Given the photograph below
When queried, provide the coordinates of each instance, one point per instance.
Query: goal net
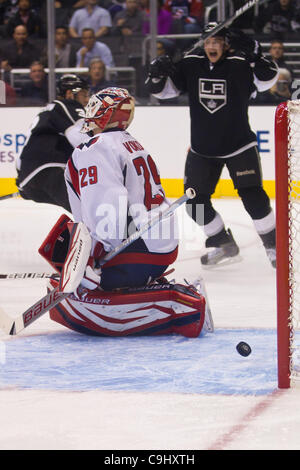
(287, 164)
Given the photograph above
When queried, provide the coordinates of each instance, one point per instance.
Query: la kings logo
(212, 94)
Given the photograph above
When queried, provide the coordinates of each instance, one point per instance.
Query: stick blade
(7, 324)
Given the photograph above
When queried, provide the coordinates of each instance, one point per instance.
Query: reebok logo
(245, 172)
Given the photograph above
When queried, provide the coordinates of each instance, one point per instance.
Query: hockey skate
(224, 251)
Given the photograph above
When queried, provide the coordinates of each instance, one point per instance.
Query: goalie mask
(110, 108)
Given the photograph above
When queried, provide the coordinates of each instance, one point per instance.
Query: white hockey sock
(266, 224)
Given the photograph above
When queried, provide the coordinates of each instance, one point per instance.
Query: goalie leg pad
(151, 310)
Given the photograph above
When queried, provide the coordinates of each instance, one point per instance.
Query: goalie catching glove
(78, 266)
(240, 41)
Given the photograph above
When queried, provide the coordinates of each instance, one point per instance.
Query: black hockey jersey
(53, 136)
(218, 98)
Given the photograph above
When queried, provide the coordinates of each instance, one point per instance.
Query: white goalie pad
(77, 258)
(151, 310)
(199, 284)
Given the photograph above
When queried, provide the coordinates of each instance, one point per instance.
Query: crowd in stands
(83, 28)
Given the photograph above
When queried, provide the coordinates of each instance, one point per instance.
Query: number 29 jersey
(114, 187)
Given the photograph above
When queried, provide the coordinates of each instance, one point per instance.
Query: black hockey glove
(161, 67)
(240, 41)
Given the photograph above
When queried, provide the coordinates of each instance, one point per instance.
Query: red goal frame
(282, 186)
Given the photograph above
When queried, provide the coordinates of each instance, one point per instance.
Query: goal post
(287, 177)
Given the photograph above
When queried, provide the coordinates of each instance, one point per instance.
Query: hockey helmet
(222, 32)
(71, 82)
(109, 108)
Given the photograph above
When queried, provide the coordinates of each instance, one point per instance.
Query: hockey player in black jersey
(219, 80)
(53, 136)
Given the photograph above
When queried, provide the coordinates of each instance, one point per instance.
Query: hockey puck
(243, 349)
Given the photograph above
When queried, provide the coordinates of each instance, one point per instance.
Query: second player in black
(220, 78)
(53, 136)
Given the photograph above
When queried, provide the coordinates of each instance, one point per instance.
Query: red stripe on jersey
(158, 259)
(74, 176)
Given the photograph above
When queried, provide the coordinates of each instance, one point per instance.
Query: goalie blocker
(158, 308)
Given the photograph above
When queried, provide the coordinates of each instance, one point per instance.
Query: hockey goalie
(114, 188)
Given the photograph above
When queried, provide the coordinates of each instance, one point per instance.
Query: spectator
(244, 21)
(165, 47)
(278, 19)
(164, 19)
(279, 92)
(20, 52)
(91, 16)
(277, 54)
(96, 80)
(65, 53)
(35, 93)
(115, 6)
(25, 16)
(92, 48)
(188, 13)
(10, 96)
(130, 20)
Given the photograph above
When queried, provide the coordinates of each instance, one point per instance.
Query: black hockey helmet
(222, 32)
(70, 82)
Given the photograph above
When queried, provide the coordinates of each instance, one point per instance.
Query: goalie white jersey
(114, 187)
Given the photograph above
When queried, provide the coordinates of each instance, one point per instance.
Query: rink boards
(164, 131)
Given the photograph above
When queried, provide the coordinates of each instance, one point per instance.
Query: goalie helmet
(109, 108)
(71, 82)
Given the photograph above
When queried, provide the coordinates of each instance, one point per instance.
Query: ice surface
(63, 390)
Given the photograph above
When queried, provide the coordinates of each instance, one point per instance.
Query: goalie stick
(224, 24)
(8, 196)
(13, 326)
(27, 275)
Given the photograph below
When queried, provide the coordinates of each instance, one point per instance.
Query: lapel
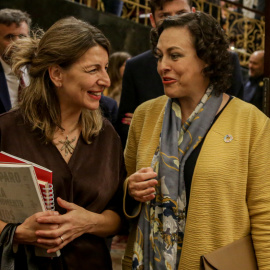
(4, 94)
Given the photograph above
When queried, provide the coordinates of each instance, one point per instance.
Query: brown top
(93, 179)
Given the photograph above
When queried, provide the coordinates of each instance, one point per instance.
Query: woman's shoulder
(10, 117)
(243, 116)
(152, 105)
(243, 109)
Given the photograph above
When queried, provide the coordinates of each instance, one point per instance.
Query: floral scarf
(161, 225)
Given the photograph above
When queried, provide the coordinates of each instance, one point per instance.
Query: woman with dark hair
(209, 181)
(58, 125)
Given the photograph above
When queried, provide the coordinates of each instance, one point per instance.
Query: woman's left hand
(73, 224)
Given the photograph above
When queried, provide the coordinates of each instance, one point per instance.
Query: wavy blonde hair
(63, 44)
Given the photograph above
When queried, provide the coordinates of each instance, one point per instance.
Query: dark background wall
(123, 34)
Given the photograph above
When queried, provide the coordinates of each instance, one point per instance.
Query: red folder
(42, 173)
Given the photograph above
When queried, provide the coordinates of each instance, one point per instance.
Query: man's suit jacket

_EXERCISE GOAL_: Now write out the data word for word, skipping every picture in it.

_WRITTEN SOLUTION_:
Given the photograph below
When queried, provide the coordinates of each instance, one point per instance.
Query: goal net
(287, 164)
Given the photograph above
When queried, provide the coordinates of each instance, one point per instance.
Query: la kings logo
(212, 94)
Given the photograph above
When queried, provide the coordinates of each instance, one point per instance.
Query: stick blade
(7, 324)
Given the photograph above
When queried, provide the coordinates of each instance, one point per instance.
Query: reebok logo
(245, 172)
Given the photograph above
When queried, provide the coordinates of each instance, one point per instance.
Query: hockey skate
(224, 251)
Given the photograph above
When queried, provide the coordinates of each instance, one point per instance.
Query: goalie mask
(110, 108)
Given the photograph above
When queried, provide the coordinates of each instance, one point per instance.
Query: white hockey sock
(266, 224)
Given the photograph above
When queried, provide the coordinates of each instance, one point per instance.
Query: goalie leg pad
(151, 310)
Given the photograph above
When queried, provide the coordinates of each instance, one point per instance.
Query: goalie catching glove
(78, 266)
(240, 41)
Given the photograph above
When queried, provide the coordinates of each instance, one point per instance.
Query: black hockey jersey
(53, 136)
(218, 98)
Given the photograph above
When queried, provide the coordinates of each instance, one point per instance.
Query: white goalie pad
(77, 258)
(151, 310)
(199, 284)
Given the photograph above
When queried, provide the coordinates of each instance, one point per instance.
Query: crowd in stands
(83, 28)
Given the photograph above
When queried, provide the coordinates of each instance, one point per instance.
Query: number 29 jersey
(114, 187)
Given the photograph above
When queried, provide the coordinates of each instance, one point per instance.
Query: black hockey glove
(161, 67)
(240, 41)
Given the photograph above
When queried, provide the coordinates of each instance, one point per instance.
Query: red goal frame
(282, 186)
Given the photograph above
When queried, provide the coordinates of each instance, one point per instance.
Query: goal post
(287, 177)
Given the photograph above
When queried, provide the coordinates of each instance, one point per instance.
Query: hockey helmet
(222, 32)
(71, 82)
(109, 108)
Given the photograph above
When queried, provide the coordinates of each instance, one point per instance.
Query: hockey player in black jersey
(219, 80)
(53, 136)
Given the photograph above
When queried, provide the coordinates of each instance, one point per instance.
Query: hockey puck
(243, 349)
Given the photograph above
When queried, provide the coordinates of each instance, one point per instance.
Query: second player in black
(220, 78)
(53, 136)
Given the photograph above
When queried, provide the coordinates of each instance, one point per instance.
Query: red stripe on jersey
(158, 259)
(74, 176)
Given the photograph above
When queried, provide the coordinates of each instance, one point per instance.
Query: goalie blocker
(158, 308)
Given the photograph above
When queried, provide the coordinates of each instance, one point per instance.
Query: hockey goalie
(114, 188)
Given the photograph above
When queried, provide the coordinates of each instance, one point per instance.
Query: spectator
(244, 21)
(165, 47)
(278, 19)
(164, 19)
(279, 92)
(20, 52)
(91, 16)
(277, 54)
(96, 80)
(65, 53)
(35, 93)
(115, 6)
(25, 16)
(92, 48)
(188, 13)
(10, 96)
(130, 20)
Given the photograph above
When queried, provide the coordinates of each instance, one point per instance.
Query: black hockey helmet
(222, 32)
(70, 82)
Given the photograph above
When queried, provide the coordinates of each instance, one point per instance.
Query: goalie white jersey
(114, 187)
Given the photograph above
When queried, provide the coordinates of each instance, one point per instance.
Query: rink boards
(164, 131)
Given the photograph above
When queried, provide the coordinates of each instance, one point per instance.
Query: goalie helmet
(109, 108)
(71, 82)
Given the photograph above
When queried, provide the coordinates of each instance, one point per instance.
Query: ice surface
(63, 390)
Given the photograph above
When queried, provide the coordinates of each instance, one point per instance.
Query: goalie stick
(224, 24)
(8, 196)
(13, 326)
(27, 275)
Given the photograph below
When queried, provide the coordinates of each instance, one point per instance.
Query: lapel
(4, 94)
Given the photograph above
When queried, provide the coordinates of each instance, one point per instance.
Query: brown top
(93, 179)
Given the photograph above
When queried, provide the coordinates of each instance, one point per instance.
Query: woman's shoulder
(10, 117)
(243, 116)
(152, 105)
(243, 109)
Given the photograph above
When queried, provide the coordinates of each instance, one point per instance.
Query: floral scarf
(161, 225)
Given the photograph above
When queried, provide the coordinates of each instance, one point per instance.
Query: woman with dark hair
(209, 181)
(58, 125)
Given the photograph above
When queried, provide the coordinates of each instance, one point per instance.
Query: woman's left hand
(73, 224)
Given the photograph above
When queried, provide the coordinates of each instance, one point per instance.
Query: wavy blonde hair
(63, 44)
Given the photograph above
When queried, provide the coordinates of each instance, one point per instance.
Query: dark background wall
(123, 34)
Given the photograph above
When queried, provide the coordinates of each instance, one point per instance.
Query: red folder
(42, 173)
Given the photograph above
When queried, provide the coordinates of each instance, one point per instance.
Query: man's suit jacket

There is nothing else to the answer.